Roman graphique, Delcourt, 3 tomes, 23,95 euros l’album.
Les Damnés de la Commune de Raphaël Meyssan est tout simplement magistral. C’est un véritable tour de force historique, narratif, visuel et politique.
Un tableau extrêmement vivant de l’époque
Point de départ, l’auteur part à la recherche d’un obscur communard du nom de Lavalette ayant habité son immeuble 150 ans plus tôt. À partir de cette quête, il parvient à raconter la Commune dans toute son épaisseur : tous les grands épisodes séquentiels de la période s’y trouvent, agrémentés de focus judicieux sur les débats qui traversent les camps en présence, le tout incarné à chaque étape par les trajectoires individuelles de quelques personnages bien choisis.
Un deuxième fil rouge, le récit d’une communarde, Victorine B, permet de donner à la narration un centre de gravité ancré dans l’imaginaire de ceux d’en bas, des femmes de surcroit, loin des habituels récits autour des « grands hommes » (ou des quelques femmes illustres qui purent s’imposer). En convoquant de multiples autres sources de première main, l’effet « choral » du récit dresse un tableau extrêmement vivant de l’époque, telle qu’elle se voyait elle-même. De même, en s’ancrant comme personnage enquêtant depuis son époque, l’auteur donne au récit une puissance d’actualisation incroyable : par quelques traits d’humour bien sentis ou le partage de son rapport émotionnel au Paris communard, il invite les lecteurEs à penser les chemins par lesquels l’histoire de la Commune habite encore notre monde.
_ _ _ _ _
**CONSIGNE A:**
Indiquez si chacune des affirmations suivantes concorde avec le document source : (i) l’œuvre est publiée en trois tomes ; (ii) Lavalette a habité l’immeuble de l’auteur 150 ans plus tôt ; (iii) le récit de Victorine B constitue le premier fil rouge. Répondez par oui ou non, avec les mots décisifs du document source cités tels quels.

Entrées d’annotation de coordonnées:
_ _ _ _ _
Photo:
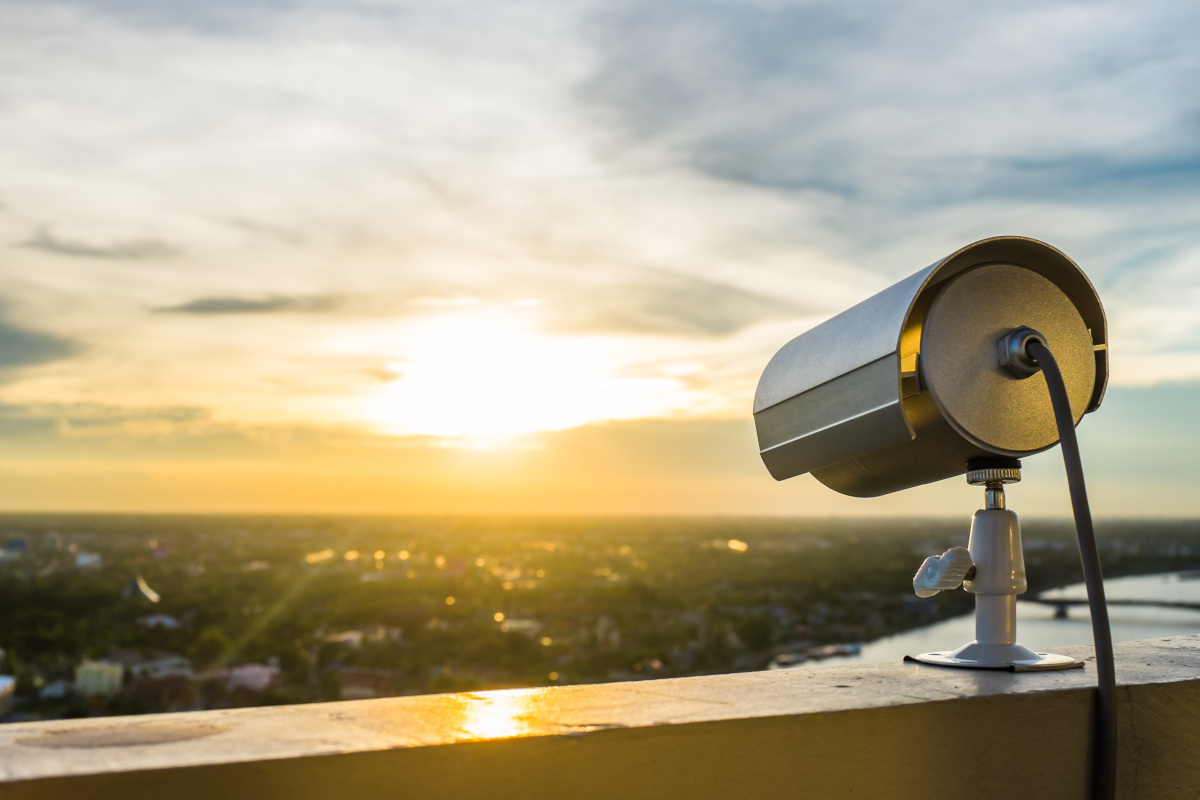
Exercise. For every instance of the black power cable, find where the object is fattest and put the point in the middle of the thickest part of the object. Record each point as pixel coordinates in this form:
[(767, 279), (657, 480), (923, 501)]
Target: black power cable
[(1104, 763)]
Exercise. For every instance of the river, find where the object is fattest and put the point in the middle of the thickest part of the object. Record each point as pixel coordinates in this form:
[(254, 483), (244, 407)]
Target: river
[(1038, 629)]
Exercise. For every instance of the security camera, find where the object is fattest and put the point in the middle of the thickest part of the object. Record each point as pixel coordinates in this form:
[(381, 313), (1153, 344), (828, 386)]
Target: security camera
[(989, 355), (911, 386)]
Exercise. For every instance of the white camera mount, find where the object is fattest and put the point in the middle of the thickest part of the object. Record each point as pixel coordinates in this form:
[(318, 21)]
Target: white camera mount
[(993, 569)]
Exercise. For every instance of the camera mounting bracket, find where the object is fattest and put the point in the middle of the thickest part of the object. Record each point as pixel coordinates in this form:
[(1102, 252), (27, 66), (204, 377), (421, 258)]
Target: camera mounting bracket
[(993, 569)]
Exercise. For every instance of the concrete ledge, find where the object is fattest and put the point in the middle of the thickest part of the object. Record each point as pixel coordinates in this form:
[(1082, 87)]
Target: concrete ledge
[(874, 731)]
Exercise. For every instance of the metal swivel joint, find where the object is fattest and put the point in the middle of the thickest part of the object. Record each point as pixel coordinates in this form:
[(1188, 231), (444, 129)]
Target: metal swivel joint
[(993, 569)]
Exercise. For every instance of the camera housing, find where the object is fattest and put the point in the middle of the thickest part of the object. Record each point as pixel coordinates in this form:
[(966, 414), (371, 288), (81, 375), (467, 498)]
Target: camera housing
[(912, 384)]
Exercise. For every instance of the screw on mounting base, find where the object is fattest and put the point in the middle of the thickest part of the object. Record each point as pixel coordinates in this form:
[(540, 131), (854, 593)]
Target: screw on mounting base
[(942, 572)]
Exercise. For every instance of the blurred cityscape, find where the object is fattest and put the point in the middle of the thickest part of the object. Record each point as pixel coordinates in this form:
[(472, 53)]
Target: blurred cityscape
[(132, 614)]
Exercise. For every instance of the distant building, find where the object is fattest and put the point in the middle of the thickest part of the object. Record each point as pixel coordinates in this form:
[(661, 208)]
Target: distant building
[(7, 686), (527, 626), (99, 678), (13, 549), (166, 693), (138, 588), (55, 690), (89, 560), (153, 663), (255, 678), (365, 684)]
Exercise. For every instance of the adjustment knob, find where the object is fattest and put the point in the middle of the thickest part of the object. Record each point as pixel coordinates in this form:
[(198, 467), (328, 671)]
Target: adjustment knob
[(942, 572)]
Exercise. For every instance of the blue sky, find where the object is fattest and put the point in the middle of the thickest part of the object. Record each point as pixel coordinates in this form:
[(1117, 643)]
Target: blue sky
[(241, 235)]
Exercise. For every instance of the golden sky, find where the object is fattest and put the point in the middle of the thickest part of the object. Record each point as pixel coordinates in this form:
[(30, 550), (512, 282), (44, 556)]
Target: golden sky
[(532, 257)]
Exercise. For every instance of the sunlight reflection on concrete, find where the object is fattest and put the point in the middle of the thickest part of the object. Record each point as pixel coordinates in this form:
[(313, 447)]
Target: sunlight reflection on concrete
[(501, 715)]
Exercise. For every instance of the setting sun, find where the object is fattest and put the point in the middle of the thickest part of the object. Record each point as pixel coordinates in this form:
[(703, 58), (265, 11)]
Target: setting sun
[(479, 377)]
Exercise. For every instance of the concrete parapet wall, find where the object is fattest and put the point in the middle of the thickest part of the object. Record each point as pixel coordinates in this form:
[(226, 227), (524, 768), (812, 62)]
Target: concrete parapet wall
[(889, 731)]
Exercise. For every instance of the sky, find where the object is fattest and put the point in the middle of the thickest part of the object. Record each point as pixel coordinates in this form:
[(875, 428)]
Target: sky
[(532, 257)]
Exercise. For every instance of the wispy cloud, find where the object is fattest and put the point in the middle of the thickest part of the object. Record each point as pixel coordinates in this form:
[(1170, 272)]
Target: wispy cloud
_ _ _ _ _
**CONSIGNE B:**
Disposez en tableau Markdown à deux colonnes, « Rang » et « Ligne », le passage des enregistrements allant de leur début jusqu’à la ligne contenant "[(989, 355), (911, 386)]", bornes incluses. Omettez les images et les lignes vides.

**RÉPONSE A:**
(i) Oui : « 3 tomes ».
(ii) Oui : « ayant habité son immeuble 150 ans plus tôt ».
(iii) Non : « Un deuxième fil rouge, le récit d’une communarde, Victorine B ».

**RÉPONSE B:**
| Rang | Ligne |
|---|---|
| 1 | Photo: |
| 2 | Exercise. For every instance of the black power cable, find where the object is fattest and put the point in the middle of the thickest part of the object. Record each point as pixel coordinates in this form: |
| 3 | [(767, 279), (657, 480), (923, 501)] |
| 4 | Target: black power cable |
| 5 | [(1104, 763)] |
| 6 | Exercise. For every instance of the river, find where the object is fattest and put the point in the middle of the thickest part of the object. Record each point as pixel coordinates in this form: |
| 7 | [(254, 483), (244, 407)] |
| 8 | Target: river |
| 9 | [(1038, 629)] |
| 10 | Exercise. For every instance of the security camera, find where the object is fattest and put the point in the middle of the thickest part of the object. Record each point as pixel coordinates in this form: |
| 11 | [(381, 313), (1153, 344), (828, 386)] |
| 12 | Target: security camera |
| 13 | [(989, 355), (911, 386)] |